● TASK TO COMPLETE
Search the records below for the word "field" and show every line where it occurs.

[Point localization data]
--- START ---

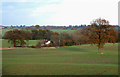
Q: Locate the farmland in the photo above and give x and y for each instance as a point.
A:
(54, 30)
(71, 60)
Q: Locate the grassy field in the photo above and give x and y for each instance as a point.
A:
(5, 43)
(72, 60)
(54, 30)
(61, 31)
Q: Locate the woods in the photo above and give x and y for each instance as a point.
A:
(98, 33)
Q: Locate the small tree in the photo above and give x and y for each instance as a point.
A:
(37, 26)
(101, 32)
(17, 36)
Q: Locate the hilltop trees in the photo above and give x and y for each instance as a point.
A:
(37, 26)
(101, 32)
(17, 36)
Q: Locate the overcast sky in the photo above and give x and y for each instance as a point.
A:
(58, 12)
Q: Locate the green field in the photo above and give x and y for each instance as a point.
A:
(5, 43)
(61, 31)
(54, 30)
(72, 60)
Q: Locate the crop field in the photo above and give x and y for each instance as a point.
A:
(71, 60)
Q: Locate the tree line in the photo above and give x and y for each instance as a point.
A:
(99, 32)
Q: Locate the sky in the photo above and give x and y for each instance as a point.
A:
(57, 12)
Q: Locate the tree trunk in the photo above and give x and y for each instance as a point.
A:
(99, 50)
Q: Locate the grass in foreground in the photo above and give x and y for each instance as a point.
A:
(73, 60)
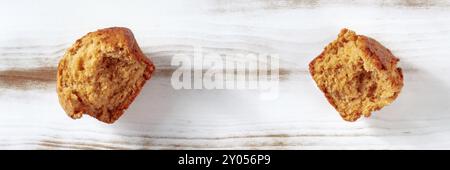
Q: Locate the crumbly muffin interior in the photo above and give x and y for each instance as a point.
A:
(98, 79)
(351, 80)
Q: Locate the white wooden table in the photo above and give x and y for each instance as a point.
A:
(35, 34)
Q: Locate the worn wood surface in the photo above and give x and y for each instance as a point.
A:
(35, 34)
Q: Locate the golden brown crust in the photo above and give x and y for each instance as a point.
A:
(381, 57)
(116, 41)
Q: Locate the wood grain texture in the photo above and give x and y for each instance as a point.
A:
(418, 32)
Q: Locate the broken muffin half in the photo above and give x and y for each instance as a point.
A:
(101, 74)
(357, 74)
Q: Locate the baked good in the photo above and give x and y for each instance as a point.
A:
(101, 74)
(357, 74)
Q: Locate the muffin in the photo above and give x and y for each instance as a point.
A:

--- END ---

● EXERCISE SOLUTION
Q: Locate the grassy field in the photo above and give x and y for each instance as a point.
Q: Locate the green field in the photo above and give x and y for each instance as a point.
Q: Locate the crop field in the photo above and give x and y for each instance as a point.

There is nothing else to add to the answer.